### Complete the following
a - Transcribe the passage on the Carmelite martyrs word for word, beginning at the words "The question that" and stopping after "by reactionary groups.".
b - Continue the text about the sixteen Carmelite nuns guillotined during the French Revolution from where it ends.

### Excerpt
Beheaded

Beheaded 

The martyrs are a valiant minority. They are not the crowd. They will never be. However they always had and will always have an incredible effect on the mind and heart of Christians. After all, the first Christian martyr is none other than Jesus Christ himself.

We all know that the French Revolution was one of the central events in Western civilization. The cry of “Liberty, Equality, Fraternity” dominated the streets. The old regime was destroyed. However, the revolution soon spun out of control and began to murder itself. During one voracious stretch of senseless revolutionary paranoia, 1,376 individuals were guillotined in only 47 days! Among them sixteen Carmelite nuns. They were buried in a common grave in a makeshift cemetery.

Their lives should have been buried in the earth of oblivion and yet somehow they did not. Thérèse of Lisieux kept at least three images of these martyrs in her books, and joined enthusiastically in the 1894 celebrations for the centenary of their martyrdom. The German Gertrud von Le Fort wrote a beautiful novel, with the enchanting title ‘Song at the Scaffold’ in 1931, just when Adolph Hitler’s National Socialist party was gaining unprecedented power. George Bernanos, one of the most original writers of the Catholic Church of his time, wrote a screenplay about these sisters, entitled ‘The Dialogues of the Carmelites’, which was the basis of an opera of Francis Poulenc. It was first performed in 1957 at La Scala in Milan.

There is a touching portrait of the illiterate lay sister, Sister Francis Xavier, last to make her profession in the community in 1789. Warned by the prioress of the dangers of becoming a religious at this time of turmoil, she replied, “Oh, my dear good Mother! You can rest easy about me, for as long as I’ve got the happiness of getting consecrated to my God, that’s all I wants [sic]! So don’t go upsetting yourself about me, my dear good Mother, because … come on now … the dear Lord himself is going to take care of all that!”

The question that needs to be answered is obviously why were sixteen simple women, who spent their lives praying and doing penance for others, killed. The official reason was because the gendarmerie found within the monastery a portrait of the king and images of the Sacred Heart similar to those used by reactionary groups.

The prosecutor accused them of “halting the progress of public spirit” and of being “fanatics”. Mother Henriette de Jesus, renowned for her great beauty and strong personality, stood up and asked what ‘fanatics’ mean! The irritated judge vomited a torrent of offences against her, and then said: “It is your attachment to your Religion and the King.” Hearing these words, she replied, “I thank you for the explanation.” Then, addressing her companion Carmelites, she said: “My dear Mother and my Sisters, we must rejoice and give thanks to God for we die for our Religion, our Faith, and for being members of the Holy Roman Catholic Church.”

### Stored data
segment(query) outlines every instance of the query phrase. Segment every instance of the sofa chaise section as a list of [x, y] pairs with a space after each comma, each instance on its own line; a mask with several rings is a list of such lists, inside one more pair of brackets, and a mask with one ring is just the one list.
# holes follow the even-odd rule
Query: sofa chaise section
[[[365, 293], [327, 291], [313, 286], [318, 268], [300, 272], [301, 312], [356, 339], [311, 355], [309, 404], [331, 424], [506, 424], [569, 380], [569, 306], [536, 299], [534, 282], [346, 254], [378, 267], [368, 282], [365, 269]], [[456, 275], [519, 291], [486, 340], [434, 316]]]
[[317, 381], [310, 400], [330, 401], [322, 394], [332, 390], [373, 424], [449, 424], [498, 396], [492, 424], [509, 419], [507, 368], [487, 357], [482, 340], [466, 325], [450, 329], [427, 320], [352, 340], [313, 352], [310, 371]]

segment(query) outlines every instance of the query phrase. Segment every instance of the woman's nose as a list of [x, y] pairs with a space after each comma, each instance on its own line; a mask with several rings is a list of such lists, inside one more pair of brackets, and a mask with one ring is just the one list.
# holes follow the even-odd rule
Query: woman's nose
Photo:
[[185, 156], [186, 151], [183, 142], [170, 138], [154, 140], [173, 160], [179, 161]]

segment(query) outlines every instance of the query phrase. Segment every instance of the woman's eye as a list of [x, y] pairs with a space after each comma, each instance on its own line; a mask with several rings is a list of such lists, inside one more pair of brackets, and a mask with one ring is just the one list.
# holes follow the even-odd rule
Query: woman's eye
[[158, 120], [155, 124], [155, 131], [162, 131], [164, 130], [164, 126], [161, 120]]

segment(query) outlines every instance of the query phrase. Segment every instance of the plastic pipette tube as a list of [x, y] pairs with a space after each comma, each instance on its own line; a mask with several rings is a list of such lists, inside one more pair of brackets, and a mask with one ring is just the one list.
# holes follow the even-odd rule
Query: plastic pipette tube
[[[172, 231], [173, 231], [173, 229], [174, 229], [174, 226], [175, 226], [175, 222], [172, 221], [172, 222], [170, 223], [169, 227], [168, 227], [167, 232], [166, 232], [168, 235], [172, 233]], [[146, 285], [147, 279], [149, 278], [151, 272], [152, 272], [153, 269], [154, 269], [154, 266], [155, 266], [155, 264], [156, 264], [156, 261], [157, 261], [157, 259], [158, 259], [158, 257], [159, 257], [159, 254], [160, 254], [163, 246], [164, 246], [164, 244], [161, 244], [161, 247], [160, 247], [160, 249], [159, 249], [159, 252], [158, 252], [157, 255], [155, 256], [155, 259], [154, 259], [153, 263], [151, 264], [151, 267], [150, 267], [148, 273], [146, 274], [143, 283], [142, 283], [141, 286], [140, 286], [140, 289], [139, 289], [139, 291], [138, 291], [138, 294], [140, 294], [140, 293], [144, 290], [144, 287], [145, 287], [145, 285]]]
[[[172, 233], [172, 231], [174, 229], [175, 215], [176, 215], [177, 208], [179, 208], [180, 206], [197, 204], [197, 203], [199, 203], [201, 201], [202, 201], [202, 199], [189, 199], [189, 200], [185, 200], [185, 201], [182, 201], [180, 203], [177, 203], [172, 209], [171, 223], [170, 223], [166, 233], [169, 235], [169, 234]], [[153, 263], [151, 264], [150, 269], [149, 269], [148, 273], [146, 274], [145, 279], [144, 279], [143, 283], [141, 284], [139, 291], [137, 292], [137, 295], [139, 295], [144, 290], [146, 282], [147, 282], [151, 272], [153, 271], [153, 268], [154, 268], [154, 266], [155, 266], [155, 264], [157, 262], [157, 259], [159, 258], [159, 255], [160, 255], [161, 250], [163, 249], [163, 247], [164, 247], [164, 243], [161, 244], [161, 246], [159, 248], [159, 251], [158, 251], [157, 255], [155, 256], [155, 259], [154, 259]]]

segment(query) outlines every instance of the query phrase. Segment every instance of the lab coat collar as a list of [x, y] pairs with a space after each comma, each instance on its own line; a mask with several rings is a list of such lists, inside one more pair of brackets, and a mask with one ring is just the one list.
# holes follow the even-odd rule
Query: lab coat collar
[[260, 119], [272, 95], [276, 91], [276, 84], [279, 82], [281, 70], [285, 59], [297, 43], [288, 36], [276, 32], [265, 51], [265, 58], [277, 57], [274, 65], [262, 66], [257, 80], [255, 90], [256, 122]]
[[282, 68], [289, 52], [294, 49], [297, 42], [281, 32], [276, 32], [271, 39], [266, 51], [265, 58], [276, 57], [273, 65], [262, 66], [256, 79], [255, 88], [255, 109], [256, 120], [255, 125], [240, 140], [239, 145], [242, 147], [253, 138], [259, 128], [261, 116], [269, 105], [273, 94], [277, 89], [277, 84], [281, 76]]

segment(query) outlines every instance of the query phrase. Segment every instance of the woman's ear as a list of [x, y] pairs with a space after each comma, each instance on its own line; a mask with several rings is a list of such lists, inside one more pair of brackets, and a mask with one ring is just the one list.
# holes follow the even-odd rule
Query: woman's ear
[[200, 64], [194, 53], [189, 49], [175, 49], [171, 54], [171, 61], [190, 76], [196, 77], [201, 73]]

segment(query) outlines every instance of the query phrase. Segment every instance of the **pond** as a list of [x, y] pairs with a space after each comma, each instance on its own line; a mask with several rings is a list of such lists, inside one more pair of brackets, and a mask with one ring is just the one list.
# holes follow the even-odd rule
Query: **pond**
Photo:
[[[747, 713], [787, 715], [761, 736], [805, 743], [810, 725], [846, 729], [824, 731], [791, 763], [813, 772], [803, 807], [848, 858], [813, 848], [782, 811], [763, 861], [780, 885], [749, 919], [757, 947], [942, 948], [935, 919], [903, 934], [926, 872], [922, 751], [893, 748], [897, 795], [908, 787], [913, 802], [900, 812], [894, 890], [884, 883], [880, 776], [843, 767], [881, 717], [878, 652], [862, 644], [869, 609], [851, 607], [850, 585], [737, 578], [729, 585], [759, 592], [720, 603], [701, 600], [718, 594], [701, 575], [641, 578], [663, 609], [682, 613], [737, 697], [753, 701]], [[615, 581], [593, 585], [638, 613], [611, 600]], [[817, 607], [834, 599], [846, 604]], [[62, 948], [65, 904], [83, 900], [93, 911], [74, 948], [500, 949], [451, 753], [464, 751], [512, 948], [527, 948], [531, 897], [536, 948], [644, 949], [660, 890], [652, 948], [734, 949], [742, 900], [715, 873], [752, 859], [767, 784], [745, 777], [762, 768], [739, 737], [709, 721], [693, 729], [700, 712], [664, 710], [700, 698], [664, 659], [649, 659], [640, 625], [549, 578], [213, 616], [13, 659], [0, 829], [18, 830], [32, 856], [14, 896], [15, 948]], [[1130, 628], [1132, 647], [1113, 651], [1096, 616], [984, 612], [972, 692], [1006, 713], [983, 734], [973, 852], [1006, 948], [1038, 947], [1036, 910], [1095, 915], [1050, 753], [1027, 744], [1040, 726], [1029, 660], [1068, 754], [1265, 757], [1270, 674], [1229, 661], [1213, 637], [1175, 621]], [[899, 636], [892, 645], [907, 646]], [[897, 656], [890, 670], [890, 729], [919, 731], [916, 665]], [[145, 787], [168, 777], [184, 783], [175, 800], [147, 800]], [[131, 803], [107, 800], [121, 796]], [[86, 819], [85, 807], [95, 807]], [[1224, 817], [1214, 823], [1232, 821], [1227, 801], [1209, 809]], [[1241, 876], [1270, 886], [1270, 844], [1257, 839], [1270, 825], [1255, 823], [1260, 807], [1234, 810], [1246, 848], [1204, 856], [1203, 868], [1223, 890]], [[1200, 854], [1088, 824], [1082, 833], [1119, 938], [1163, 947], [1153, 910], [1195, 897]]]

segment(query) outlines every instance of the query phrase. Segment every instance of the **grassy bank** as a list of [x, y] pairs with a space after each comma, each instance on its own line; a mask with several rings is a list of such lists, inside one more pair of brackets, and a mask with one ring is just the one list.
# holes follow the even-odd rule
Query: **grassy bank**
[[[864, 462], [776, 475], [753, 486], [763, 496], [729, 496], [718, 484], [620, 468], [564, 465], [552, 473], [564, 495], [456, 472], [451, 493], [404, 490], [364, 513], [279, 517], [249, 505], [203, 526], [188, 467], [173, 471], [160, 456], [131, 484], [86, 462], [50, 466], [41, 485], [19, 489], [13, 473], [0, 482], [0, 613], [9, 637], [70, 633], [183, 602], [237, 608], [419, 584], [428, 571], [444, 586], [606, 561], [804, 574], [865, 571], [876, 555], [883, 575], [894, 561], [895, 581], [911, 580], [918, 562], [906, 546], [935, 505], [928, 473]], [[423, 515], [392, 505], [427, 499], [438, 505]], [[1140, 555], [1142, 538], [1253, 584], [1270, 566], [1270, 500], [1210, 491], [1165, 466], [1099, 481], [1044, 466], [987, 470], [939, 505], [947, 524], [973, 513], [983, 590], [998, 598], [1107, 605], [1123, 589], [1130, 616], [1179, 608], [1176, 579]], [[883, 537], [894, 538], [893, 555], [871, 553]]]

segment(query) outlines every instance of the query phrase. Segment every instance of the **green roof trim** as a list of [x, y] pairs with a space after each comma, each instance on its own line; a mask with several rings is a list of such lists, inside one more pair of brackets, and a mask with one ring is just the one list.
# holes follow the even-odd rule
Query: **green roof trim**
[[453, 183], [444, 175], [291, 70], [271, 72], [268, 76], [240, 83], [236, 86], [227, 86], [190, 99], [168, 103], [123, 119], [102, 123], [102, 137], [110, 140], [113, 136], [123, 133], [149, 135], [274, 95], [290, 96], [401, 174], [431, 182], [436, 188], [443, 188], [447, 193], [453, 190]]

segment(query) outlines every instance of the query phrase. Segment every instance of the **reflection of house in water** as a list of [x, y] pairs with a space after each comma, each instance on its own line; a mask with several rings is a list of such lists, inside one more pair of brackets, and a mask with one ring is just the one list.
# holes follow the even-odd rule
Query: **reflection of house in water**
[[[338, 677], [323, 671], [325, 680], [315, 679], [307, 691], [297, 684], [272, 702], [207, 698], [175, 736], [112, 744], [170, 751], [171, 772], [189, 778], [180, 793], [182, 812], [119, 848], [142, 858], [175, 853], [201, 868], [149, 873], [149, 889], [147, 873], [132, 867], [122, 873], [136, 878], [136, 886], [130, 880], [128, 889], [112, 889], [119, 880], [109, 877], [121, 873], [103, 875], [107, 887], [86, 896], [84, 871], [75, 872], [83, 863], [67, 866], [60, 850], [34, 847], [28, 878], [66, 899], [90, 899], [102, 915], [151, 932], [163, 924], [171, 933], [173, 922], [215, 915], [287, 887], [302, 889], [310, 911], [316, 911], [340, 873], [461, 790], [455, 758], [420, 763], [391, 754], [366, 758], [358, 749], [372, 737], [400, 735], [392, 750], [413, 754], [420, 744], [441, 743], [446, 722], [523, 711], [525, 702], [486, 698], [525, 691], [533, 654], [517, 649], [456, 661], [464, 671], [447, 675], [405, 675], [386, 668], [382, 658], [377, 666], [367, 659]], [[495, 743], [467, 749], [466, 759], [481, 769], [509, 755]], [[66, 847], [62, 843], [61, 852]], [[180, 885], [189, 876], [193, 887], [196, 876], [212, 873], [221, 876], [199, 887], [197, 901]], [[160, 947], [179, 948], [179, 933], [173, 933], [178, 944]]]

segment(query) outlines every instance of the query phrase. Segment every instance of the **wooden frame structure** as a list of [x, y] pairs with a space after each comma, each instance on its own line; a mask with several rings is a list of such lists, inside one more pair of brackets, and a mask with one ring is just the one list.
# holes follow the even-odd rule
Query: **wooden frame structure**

### Results of the exercise
a -
The question that needs to be answered is obviously why were sixteen simple women, who spent their lives praying and doing penance for others, killed. The official reason was because the gendarmerie found within the monastery a portrait of the king and images of the Sacred Heart similar to those used by reactionary groups.

b -
Four years before, in 1790, in a diatribe in front of the Assemblée Nationale, one of the leaders of the revolutionaries M. Garat- l Aine expressed himself thus, “The rights of man will they thus be won? This is the real question. Religious orders are the most scandalous violation of them. In a moment of fleeting fervor, a young adolescent pronounces an vow to recognize henceforth neither father nor family, never to be a spouse, never a citizen; he submits his will to the will of another, his soul to the soul of another; he renounces all liberty at an age when he could not relinquish the most modest possessions; his vow is a civil suicide. Religious life, especially religious obedience, simply makes no sense to the enlightened.” Active orders might be tolerated because they provide education or medical care; contemplative orders are, to the rationalist, a mere absurdity.

Two years before, the Sisters had pledged in a communal liturgy to offer their lives for the sake of peace. God must have accepted their offering.

Mother Prioress, Teresa of St. Augustine tried her best to avoid the others from being guillotined. “If then you require a victim, here I am; it is I alone whom you should strike, my Sisters are innocent.” The President: “They are your accomplices.” That was it. The nuns were sentenced to the guillotine.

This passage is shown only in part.